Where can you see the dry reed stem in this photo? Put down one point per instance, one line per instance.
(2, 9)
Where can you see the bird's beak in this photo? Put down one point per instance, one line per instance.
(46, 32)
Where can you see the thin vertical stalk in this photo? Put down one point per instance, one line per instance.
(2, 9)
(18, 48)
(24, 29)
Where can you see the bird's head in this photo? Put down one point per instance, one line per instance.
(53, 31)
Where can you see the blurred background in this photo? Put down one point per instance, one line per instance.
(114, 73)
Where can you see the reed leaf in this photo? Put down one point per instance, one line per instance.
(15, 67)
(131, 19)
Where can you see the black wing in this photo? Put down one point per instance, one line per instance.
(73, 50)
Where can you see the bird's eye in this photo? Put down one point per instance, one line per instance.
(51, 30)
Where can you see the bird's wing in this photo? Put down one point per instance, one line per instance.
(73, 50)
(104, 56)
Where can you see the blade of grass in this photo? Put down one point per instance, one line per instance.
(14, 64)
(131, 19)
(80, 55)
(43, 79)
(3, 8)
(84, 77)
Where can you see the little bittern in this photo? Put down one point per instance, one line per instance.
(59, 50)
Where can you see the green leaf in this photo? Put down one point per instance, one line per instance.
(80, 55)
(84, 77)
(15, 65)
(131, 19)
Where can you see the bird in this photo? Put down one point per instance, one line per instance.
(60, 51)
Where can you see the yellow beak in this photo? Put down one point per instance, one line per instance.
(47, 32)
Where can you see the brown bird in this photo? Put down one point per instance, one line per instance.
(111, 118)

════

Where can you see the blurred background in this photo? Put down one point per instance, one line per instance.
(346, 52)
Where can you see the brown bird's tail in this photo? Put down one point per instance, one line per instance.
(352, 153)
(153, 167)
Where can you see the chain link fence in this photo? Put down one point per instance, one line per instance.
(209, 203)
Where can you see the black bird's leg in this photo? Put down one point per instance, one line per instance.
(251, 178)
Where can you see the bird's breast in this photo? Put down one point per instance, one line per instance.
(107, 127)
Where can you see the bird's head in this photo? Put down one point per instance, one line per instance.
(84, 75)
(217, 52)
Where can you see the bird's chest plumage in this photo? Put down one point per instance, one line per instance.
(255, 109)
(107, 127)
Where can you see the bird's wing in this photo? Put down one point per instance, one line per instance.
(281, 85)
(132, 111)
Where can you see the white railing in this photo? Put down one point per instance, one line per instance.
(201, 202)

════

* [Given problem]: Return every line of the data above that contains the word "leaf".

* [Response]:
Where can you see the reed leaf in this photo? Put down one point per instance, one line per instance.
Where can you see the green leaf in this photo? Put down one point per instance, one line per instance.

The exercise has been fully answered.